PASSAGE SHOWN ::
***

Recently, I came across a startling teaching from Rabbi Menachem M. Schneerson (the Lubavitcher Rebbe). His follower once wrote to him, complaining about the hardships of supporting a large family in Jerusalem. Instead of commiserating with him, the Rebbe congratulated him on the blessing of being married, having children, and living in the city holiest to Jews, and noted: “The fact that you do not appreciate and thank G-d for what He has already given you is keeping Him from giving you more.”


I know I can’t speak for the Lord, but I can certainly see the Rebbe’s point. Gratitude doesn’t ignore life’s challenges. But it deserves a rightful place next to them.


With so many blessings we already have, why focus only on the needs, on the things we lack? Are we somehow entitled to all these blessings?


In our morning prayers, we praise the Creator for giving us all we need to survive: soul, physical health, clothes, freedom. Praying the morning prayer reminds us that all we need is already here. The world is here. Do we appreciate enough what we have – before we ask for more?

***

GIVEN DATA ::
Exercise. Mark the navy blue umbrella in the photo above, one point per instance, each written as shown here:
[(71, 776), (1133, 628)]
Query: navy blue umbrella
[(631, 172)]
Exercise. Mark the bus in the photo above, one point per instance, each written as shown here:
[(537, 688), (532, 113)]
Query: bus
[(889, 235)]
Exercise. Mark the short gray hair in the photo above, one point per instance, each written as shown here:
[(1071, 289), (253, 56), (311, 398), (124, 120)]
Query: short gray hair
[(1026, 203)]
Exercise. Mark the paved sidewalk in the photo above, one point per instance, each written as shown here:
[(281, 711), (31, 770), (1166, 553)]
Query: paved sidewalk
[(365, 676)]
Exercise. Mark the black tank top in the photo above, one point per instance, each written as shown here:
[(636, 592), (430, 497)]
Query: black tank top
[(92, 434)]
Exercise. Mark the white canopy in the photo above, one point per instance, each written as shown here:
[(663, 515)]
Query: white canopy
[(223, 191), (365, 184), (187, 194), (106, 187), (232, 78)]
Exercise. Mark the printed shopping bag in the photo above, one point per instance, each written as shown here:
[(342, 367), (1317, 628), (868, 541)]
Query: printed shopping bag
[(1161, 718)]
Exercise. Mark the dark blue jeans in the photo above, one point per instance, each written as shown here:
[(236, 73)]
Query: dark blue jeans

***

EXERCISE :: Continue the passage on gratitude and the Rebbe's teaching from the point where it stops.

ANSWER BOX ::
Gratitude throws our hearts open to the world. Like a sudden turn of the spotlight, it diffuses the limiting, unsatisfying, and self-serving focus on the negative to illuminate what G-d, the universe, and other people have done for us, how they have sustained us, and how without their presence in our life, our life itself is without meaning.


Photo by Lane Igoudin

The Many Benefits of Gratitude


According to Yeshiva University psychologist Debra Alper, PhD, contemporary research findings show that gratitude produces more positive benefits to mental health and life satisfaction than the character traits of optimism, hope, and compassion.


Even trauma, she notes, can be a source of gratitude as part of the so-called post-traumatic growth. Overcoming a painful event prompts us to feel thankful for our survival and well-being. “From suffering grows meaning, when we can recognize the sparks of goodness that still exist even amidst our pain.”


Gratitude researcher Robert Emmons, professor of psychology at the University of California,

Davis, describes gratitude as a two-step process.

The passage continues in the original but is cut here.